**Record list**.
--------------------------------

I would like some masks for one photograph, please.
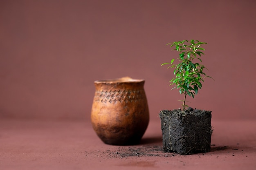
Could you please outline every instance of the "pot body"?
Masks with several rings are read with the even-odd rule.
[[[144,80],[129,77],[94,82],[92,127],[105,144],[138,144],[149,120]]]

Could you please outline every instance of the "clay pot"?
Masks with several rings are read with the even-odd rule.
[[[105,144],[138,144],[149,120],[145,81],[124,77],[96,81],[91,114],[92,127]]]

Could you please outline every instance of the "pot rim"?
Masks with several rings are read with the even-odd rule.
[[[145,82],[143,79],[133,79],[130,77],[124,77],[121,78],[117,78],[112,79],[106,79],[105,80],[96,80],[95,83],[140,83]]]

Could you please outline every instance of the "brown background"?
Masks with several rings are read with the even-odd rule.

--------------------------------

Copy all of the rows above word for word, but leave the pictures out.

I would like some masks for one photograph, please.
Could you please outline every instance of the "pot body"?
Masks with several rings are read with the even-odd rule.
[[[144,80],[129,77],[94,82],[92,127],[105,144],[138,144],[149,120]]]

Could you please outline every instance of the "clay pot"?
Masks with several rings are read with the even-odd rule.
[[[105,144],[138,144],[149,120],[145,81],[124,77],[96,81],[91,114],[92,127]]]

Could you please outline every instance of the "pot rim"?
Masks with several rings are read with the even-odd rule.
[[[145,82],[143,79],[133,79],[130,77],[124,77],[121,78],[117,78],[112,79],[106,79],[105,80],[96,80],[95,83],[140,83]]]

Could you please outline every instance of the "brown background"?
Masks with several rings are read with the even-odd rule.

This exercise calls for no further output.